__What needs to be done__: Arrange the lines of the listing as a numbered list, omitting any blank lines, beginning with the line that contains "[359, 364], one" and continuing through the end of the listing.

Data drawn from a collection:
- - - - - - -
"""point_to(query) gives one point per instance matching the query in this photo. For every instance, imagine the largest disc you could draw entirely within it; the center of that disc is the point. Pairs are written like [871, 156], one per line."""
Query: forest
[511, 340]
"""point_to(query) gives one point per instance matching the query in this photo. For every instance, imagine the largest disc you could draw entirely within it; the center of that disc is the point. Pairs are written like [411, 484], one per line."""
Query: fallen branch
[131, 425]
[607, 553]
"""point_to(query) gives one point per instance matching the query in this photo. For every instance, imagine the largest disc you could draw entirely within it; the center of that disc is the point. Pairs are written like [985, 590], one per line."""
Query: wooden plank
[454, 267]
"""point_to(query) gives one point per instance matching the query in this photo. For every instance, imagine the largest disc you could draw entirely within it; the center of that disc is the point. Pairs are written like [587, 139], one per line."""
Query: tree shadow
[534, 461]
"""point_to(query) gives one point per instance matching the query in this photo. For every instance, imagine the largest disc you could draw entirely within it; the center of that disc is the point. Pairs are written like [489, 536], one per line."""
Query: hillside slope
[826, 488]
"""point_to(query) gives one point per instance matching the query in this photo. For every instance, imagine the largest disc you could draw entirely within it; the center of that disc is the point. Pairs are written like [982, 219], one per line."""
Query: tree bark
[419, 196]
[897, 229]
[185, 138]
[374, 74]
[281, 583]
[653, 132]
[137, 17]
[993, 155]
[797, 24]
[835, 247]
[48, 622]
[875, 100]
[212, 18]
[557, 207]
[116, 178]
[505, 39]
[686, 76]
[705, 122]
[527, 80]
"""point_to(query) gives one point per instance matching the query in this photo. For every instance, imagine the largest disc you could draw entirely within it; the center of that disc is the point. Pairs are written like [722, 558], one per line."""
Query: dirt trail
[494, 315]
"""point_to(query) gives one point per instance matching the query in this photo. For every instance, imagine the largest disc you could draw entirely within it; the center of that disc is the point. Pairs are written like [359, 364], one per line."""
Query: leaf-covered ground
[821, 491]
- - - - - - -
__Task response__:
1. """point_to(query) gives one point per instance matching the query in this photo. For every instance, imagine the largest disc you could draw entirely within it; the center of that disc is the point. Pairs are written like [359, 364], one per line."""
2. Query: leaf-covered ground
3. [821, 491]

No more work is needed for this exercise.